## EXERCISE OBJECTIVE
Exactly repeat the full listing that follows.

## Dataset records
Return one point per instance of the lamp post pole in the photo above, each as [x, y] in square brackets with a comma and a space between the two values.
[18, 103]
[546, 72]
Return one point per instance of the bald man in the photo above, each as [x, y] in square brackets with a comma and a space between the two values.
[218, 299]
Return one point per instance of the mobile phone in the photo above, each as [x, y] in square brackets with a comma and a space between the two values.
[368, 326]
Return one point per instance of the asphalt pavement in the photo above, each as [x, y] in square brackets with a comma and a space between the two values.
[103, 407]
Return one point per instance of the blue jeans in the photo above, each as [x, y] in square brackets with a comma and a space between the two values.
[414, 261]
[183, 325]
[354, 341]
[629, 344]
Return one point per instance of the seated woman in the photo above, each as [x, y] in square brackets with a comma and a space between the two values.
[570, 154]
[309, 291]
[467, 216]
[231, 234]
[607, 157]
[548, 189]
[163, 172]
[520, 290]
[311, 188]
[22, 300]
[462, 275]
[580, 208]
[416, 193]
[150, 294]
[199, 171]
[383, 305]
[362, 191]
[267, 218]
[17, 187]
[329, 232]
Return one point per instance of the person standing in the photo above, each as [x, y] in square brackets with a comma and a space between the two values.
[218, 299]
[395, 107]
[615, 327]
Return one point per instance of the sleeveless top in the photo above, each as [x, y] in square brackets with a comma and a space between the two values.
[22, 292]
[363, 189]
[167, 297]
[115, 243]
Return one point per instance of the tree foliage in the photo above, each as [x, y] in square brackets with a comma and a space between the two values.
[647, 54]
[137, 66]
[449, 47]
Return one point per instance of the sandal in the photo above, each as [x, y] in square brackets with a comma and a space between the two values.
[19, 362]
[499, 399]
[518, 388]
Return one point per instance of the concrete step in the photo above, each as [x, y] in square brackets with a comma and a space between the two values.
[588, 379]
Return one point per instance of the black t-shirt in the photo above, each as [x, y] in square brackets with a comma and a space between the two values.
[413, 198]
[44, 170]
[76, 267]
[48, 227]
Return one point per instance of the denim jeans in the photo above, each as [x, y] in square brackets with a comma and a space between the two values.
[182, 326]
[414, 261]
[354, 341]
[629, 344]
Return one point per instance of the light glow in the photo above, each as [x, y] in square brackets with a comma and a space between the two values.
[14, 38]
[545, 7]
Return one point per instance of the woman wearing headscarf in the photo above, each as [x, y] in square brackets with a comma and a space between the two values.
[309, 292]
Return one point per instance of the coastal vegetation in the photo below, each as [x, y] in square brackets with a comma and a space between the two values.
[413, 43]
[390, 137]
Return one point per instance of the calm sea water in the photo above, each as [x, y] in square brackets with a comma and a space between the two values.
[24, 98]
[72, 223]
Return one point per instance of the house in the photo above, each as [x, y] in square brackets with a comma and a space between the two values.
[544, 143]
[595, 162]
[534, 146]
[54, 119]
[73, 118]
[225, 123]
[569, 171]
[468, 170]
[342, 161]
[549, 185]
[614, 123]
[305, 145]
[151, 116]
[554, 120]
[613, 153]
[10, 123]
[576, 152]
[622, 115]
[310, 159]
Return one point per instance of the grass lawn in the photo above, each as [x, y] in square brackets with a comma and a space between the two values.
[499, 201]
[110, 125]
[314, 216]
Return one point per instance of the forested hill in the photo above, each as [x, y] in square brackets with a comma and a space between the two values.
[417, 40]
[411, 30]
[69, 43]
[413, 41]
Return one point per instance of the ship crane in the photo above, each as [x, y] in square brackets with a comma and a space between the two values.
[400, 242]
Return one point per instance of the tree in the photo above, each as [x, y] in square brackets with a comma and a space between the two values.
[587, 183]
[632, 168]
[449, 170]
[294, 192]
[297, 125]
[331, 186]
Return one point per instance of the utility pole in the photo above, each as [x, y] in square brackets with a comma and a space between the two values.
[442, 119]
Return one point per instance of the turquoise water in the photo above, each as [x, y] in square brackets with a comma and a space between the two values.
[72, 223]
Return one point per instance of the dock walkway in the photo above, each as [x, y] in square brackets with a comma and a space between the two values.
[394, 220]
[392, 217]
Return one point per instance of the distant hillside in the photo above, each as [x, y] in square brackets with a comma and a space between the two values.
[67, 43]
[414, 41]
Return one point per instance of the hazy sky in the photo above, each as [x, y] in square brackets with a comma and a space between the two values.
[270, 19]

## FINAL RESULT
Return one point per instance of the lamp post pole in the photo above, each as [x, y] in square brackets with a comma and a space between the two values.
[18, 103]
[546, 72]
Return one point per instance of the bald man in the photo above, each as [x, y] in square brackets with a comma and a space between the two values.
[218, 299]
Return one point per instance of the mobile phone in the photo above, each as [x, y] in square brackets with a comma and a space between the two values.
[368, 326]
Return one point per instance of the asphalt pavement in the photo above, each as [x, y] in square brackets with a comma and a space between the two values.
[103, 407]
Return one point per instance of the blue jeans in the photo above, each as [x, y] in square brackets with a comma and a space between the two values.
[414, 261]
[183, 325]
[354, 341]
[629, 344]
Return one point per instance of the seated woman in the photo above, each as [x, y] in square brackets with a comma and a space between the two values.
[570, 154]
[309, 291]
[467, 216]
[231, 234]
[607, 157]
[548, 189]
[163, 172]
[520, 290]
[311, 188]
[22, 300]
[462, 275]
[580, 208]
[416, 193]
[150, 294]
[199, 171]
[383, 305]
[362, 191]
[267, 218]
[17, 187]
[329, 232]
Return one point per instance of the person standing in the photo above, each as [x, y] in square brackets with a comma and a space between the two values.
[218, 299]
[395, 107]
[615, 327]
Return one point per instance of the sleeveless top in the photo above, each as [x, y] in square brackets with a comma and a space between the two values.
[22, 292]
[363, 189]
[167, 297]
[115, 243]
Return one point per instance of the tree foliage in the photo above, each as [x, y] in square brackets with a comma and a space between the two values.
[647, 54]
[137, 66]
[449, 47]
Return one point per instance of the sandal in the photo above, each as [x, y] in square brackets with a comma and a space between the two values.
[19, 362]
[499, 399]
[518, 388]
Return one point per instance of the concrete step in the photo above, each as [x, y] in square brackets with a comma and a space between the two values.
[588, 379]
Return one point per instance of the black t-shirt in the photo above, each as [x, y] in square brackets with a comma and a space between the two values.
[413, 198]
[44, 170]
[76, 267]
[48, 227]
Return one point per instance of the denim jeans in the photo above, each as [x, y] in square brackets with a comma and a space between the two values.
[182, 326]
[414, 261]
[354, 341]
[629, 344]
Return one point per instance of the light glow in the photo above, each as [x, y] in square brackets with a comma and a space between the two values.
[14, 38]
[545, 7]
Return one point per instance of the woman wearing headscarf in the photo above, each as [x, y] in square brackets with a comma and a space between the two values.
[309, 292]
Return one point per instance of the coastal vegetation in the photo below, each as [x, y] in square brackets with a comma and a space between the two values.
[413, 43]
[390, 137]
Return one point per instance of the calm sea water in the photo above, each as [x, y] in square brackets with a comma and a space between the two values.
[24, 98]
[72, 223]
Return one point per instance of the house in the photo above, each as [x, y] in square brackets with a comma and a space between the two values.
[544, 143]
[595, 162]
[534, 146]
[54, 119]
[73, 118]
[225, 123]
[569, 171]
[468, 170]
[342, 161]
[549, 185]
[614, 123]
[305, 145]
[151, 116]
[554, 120]
[613, 153]
[10, 123]
[576, 152]
[622, 115]
[310, 159]
Return one point per instance of the grass lawn in the photo above, each as [x, y] in square brackets with a comma and a space between the two values.
[499, 201]
[110, 125]
[314, 216]
Return one point per instance of the forested hill in the photo above, each as [x, y] in square brackets with a comma and a space between the two values.
[417, 40]
[411, 30]
[69, 43]
[413, 41]
Return one point per instance of the ship crane in the photo above, each as [x, y] in square brackets with a comma and a space between the two values.
[400, 242]
Return one point per instance of the tree in the photo above, each as [x, y] in square brackets with a comma and a space between the two values.
[587, 183]
[632, 168]
[449, 170]
[294, 192]
[297, 125]
[331, 186]
Return one point per instance of the utility pole in the photo above, each as [x, y] in square brackets with a comma and a space between the two values.
[442, 119]
Return one point per instance of the turquoise water in the photo above, each as [x, y] in square brackets with a comma and a space between the two values.
[72, 223]
Return one point per instance of the dock walkway in the photo above, each as [x, y] in square brackets with a comma and a space between the two values.
[394, 220]
[392, 217]
Return one point per instance of the distant hillside in the photo above, each as [x, y] in square brackets with a comma and a space between the two values.
[67, 43]
[414, 41]
Return one point per instance of the hazy sky in the photo above, each as [x, y] in square brackets with a comma and a space between the two values.
[270, 19]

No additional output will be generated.